Stored records:
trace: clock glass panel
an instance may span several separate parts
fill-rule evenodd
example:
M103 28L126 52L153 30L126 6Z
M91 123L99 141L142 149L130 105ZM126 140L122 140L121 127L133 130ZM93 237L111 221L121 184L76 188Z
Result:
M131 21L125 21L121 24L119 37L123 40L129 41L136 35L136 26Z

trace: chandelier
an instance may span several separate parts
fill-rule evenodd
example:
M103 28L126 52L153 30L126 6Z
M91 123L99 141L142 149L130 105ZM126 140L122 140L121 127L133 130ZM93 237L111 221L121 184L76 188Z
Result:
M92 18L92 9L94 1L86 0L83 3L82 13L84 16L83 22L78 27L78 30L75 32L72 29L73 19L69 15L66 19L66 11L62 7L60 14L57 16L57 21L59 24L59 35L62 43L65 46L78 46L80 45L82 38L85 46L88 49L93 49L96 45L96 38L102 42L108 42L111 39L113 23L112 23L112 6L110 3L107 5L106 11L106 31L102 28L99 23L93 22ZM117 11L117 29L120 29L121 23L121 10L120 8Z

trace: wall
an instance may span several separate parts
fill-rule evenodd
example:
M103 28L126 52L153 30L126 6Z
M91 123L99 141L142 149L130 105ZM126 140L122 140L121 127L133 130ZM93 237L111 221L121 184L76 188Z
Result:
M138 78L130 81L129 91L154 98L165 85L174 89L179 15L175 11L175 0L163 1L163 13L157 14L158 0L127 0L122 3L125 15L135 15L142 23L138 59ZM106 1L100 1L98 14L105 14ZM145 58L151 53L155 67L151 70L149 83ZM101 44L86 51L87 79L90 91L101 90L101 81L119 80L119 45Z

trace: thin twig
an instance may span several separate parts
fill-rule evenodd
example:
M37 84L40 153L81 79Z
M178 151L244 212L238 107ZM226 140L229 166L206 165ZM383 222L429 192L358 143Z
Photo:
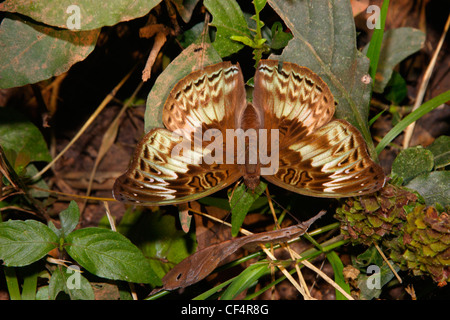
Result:
M219 218L216 218L216 217L213 217L213 216L211 216L211 215L209 215L209 214L207 214L207 213L203 213L203 212L201 212L201 211L197 211L197 210L194 210L194 209L192 209L192 208L189 208L189 211L191 211L191 212L193 212L193 213L196 213L196 214L200 214L200 215L202 215L202 216L204 216L204 217L207 217L207 218L209 218L209 219L211 219L211 220L214 220L214 221L217 221L217 222L220 222L220 223L222 223L222 224L224 224L224 225L226 225L226 226L229 226L230 228L231 228L231 224L230 223L228 223L228 222L226 222L226 221L222 221L222 220L220 220ZM249 236L249 235L252 235L253 233L252 232L250 232L250 231L248 231L248 230L246 230L246 229L244 229L244 228L240 228L239 229L239 232L241 232L242 234L244 234L244 235L246 235L246 236ZM260 245L261 246L261 249L264 251L264 253L272 260L272 263L273 264L275 264L277 267L278 267L278 269L280 269L280 271L286 276L286 278L292 283L292 285L303 295L303 296L306 296L306 293L305 293L305 291L303 290L303 288L298 284L298 282L297 281L295 281L295 279L291 276L291 274L281 265L281 264L279 264L279 263L277 263L276 262L276 258L275 258L275 256L264 246L264 245Z
M439 55L439 52L441 51L442 44L444 43L445 36L447 35L449 26L450 26L450 14L448 15L447 22L445 23L444 31L442 32L441 39L439 40L436 50L434 51L433 57L431 58L431 61L428 64L427 69L425 70L425 74L423 76L422 82L419 87L419 93L417 94L416 101L414 103L414 107L413 107L412 111L416 110L423 102L423 97L425 96L425 91L427 90L428 82L430 81L431 74L433 72L434 66L436 65L436 60ZM408 148L409 143L411 142L411 138L412 138L412 134L413 134L415 125L416 125L416 122L413 122L405 129L405 136L403 138L403 148L404 149Z
M402 283L403 282L402 278L400 278L400 276L398 275L397 271L395 271L394 267L391 265L389 260L384 255L383 251L381 251L380 247L376 243L375 243L375 248L377 249L378 253L383 258L383 260L386 262L386 264L388 265L389 269L391 269L392 273L395 275L395 277L397 278L398 282Z
M106 216L108 217L108 222L109 222L109 225L111 227L111 230L112 231L117 231L116 223L114 221L114 217L112 216L111 211L109 211L108 202L107 201L103 201L103 205L105 206Z
M97 172L97 168L100 165L100 162L102 161L103 157L105 156L105 154L108 152L108 150L111 148L112 144L116 140L117 132L119 130L119 122L120 122L120 119L122 118L122 115L129 108L132 101L134 100L134 98L136 97L138 92L141 90L143 84L144 84L143 82L139 82L138 86L134 90L130 99L128 99L128 101L126 103L124 103L124 105L120 109L119 113L117 114L117 116L114 118L114 120L111 122L108 129L104 133L102 142L100 144L99 152L97 154L97 158L95 159L95 162L94 162L94 167L92 168L91 175L89 177L88 188L86 190L86 197L88 197L91 193L92 184L94 182L94 177ZM84 211L85 206L86 206L86 201L83 202L83 205L80 208L80 212Z
M273 207L272 197L270 196L270 193L269 193L269 188L266 188L266 195L267 195L267 199L269 201L269 207L270 207L270 211L272 212L273 219L275 221L275 224L276 224L277 228L279 229L280 225L278 223L278 218L277 218L277 216L275 214L275 209ZM291 259L294 260L293 250L291 249L289 244L285 243L283 247L289 252L289 255L291 256ZM297 271L299 283L302 286L302 288L304 289L305 295L303 297L305 298L305 300L313 299L312 296L311 296L310 291L308 290L308 285L306 284L305 278L303 278L303 274L302 274L302 272L300 270L300 267L298 266L297 263L295 264L295 270Z
M89 119L85 122L85 124L81 127L81 129L77 132L77 134L72 138L69 144L55 157L53 160L47 164L41 171L36 173L31 180L37 179L42 176L48 169L50 169L56 161L61 158L64 153L81 137L81 135L86 131L86 129L94 122L95 118L103 111L103 109L108 105L108 103L115 97L117 91L125 84L128 78L131 76L135 68L133 68L120 82L116 85L116 87L103 99L102 103L97 107L97 110L89 117Z
M220 223L222 223L222 224L225 224L225 225L231 227L231 224L230 224L230 223L225 222L225 221L222 221L222 220L220 220L220 219L218 219L218 218L216 218L216 217L213 217L213 216L211 216L211 215L209 215L209 214L207 214L207 213L203 213L203 212L194 210L194 209L192 209L192 208L190 208L189 210L190 210L191 212L194 212L194 213L196 213L196 214L200 214L200 215L202 215L202 216L204 216L204 217L207 217L207 218L209 218L209 219L211 219L211 220L220 222ZM248 231L248 230L246 230L246 229L243 229L243 228L240 228L239 231L240 231L241 233L243 233L244 235L251 235L251 234L253 234L252 232L250 232L250 231ZM264 247L264 246L263 246L263 247ZM265 247L264 247L264 248L265 248ZM264 249L263 249L263 250L264 250ZM270 252L267 250L267 248L265 248L264 252L265 252L266 254L267 254L267 252L270 254ZM270 255L271 255L271 254L270 254ZM339 292L341 292L348 300L354 300L353 297L352 297L351 295L349 295L347 292L345 292L344 289L342 289L336 282L334 282L334 281L333 281L330 277L328 277L324 272L322 272L321 270L319 270L318 268L316 268L316 266L314 266L311 262L309 262L309 261L306 260L306 259L303 259L302 256L300 256L300 255L299 255L298 253L296 253L295 251L293 251L293 255L294 255L294 258L295 258L296 260L302 260L301 262L303 263L303 265L304 265L305 267L307 267L307 268L313 270L314 272L316 272L320 277L322 277L322 279L324 279L326 282L328 282L328 283L329 283L331 286L333 286L336 290L338 290ZM269 257L270 257L270 256L269 256ZM271 258L271 257L270 257L270 258ZM271 259L272 259L272 258L271 258ZM274 259L275 259L275 257L274 257ZM281 265L279 265L279 264L276 264L276 265L277 265L277 267L278 267L278 266L281 267L281 268L280 268L280 271L282 271L283 274L289 279L289 281L291 281L291 283L295 286L295 288L296 288L297 290L299 290L300 292L302 292L302 288L300 288L300 286L298 285L297 281L295 281L295 279L292 278L292 276L290 275L290 273L289 273L286 269L284 269L283 266L281 266ZM283 270L284 270L284 271L283 271ZM287 276L286 273L289 274L289 276Z
M165 29L164 29L165 30ZM158 32L155 36L155 40L153 42L152 50L148 56L147 62L145 64L144 70L142 71L142 81L146 82L150 79L152 74L153 64L156 61L156 57L158 56L161 48L166 43L167 33L164 31Z
M81 194L72 194L72 193L66 193L66 192L61 192L61 191L55 191L55 190L39 188L39 187L36 187L34 185L31 185L30 188L31 189L35 189L35 190L39 190L39 191L43 191L43 192L48 192L48 193L61 195L61 196L67 197L68 199L78 198L78 199L87 199L87 200L94 200L94 201L117 201L114 198L90 197L90 196L87 197L87 196L81 195ZM62 199L59 198L59 200L62 200Z
M297 256L296 259L303 259L298 253L294 252L294 254ZM334 282L330 277L328 277L325 273L323 273L322 270L318 269L311 262L309 262L308 260L304 259L304 260L302 260L302 263L304 264L305 267L313 270L319 276L321 276L323 280L325 280L330 285L332 285L336 290L338 290L340 293L342 293L348 300L354 300L351 295L349 295L347 292L345 292L344 289L342 289L336 282Z

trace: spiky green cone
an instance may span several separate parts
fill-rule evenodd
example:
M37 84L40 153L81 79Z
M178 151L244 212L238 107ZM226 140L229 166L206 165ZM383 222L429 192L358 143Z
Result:
M415 206L406 215L403 234L385 241L390 257L414 275L429 275L434 281L450 281L450 209Z
M335 217L353 244L380 244L402 270L439 284L450 281L450 208L439 213L412 191L388 184L345 199Z
M374 194L345 199L335 217L341 222L341 233L353 244L371 245L398 235L406 220L404 207L416 201L413 192L387 184Z

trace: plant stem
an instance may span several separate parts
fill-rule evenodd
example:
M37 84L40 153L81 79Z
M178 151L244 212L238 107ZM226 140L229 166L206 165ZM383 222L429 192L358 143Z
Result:
M6 278L6 286L8 287L9 298L11 300L22 300L19 289L19 282L17 281L16 270L14 267L3 267Z

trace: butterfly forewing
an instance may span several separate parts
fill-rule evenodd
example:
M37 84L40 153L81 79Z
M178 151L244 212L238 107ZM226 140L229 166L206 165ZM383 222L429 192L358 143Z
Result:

How to complete this task – Repeat exactly the lines above, starting with the line that contains "trace: butterfly forewing" and ending with the last line, both included, and nothing else.

Exercise result –
trace: butterfly forewing
an instance may span several separate parts
fill-rule evenodd
example:
M37 84L40 153L81 79Z
M178 151L244 212L238 107ZM226 140L229 166L206 165ZM383 222L429 192L358 143Z
Result:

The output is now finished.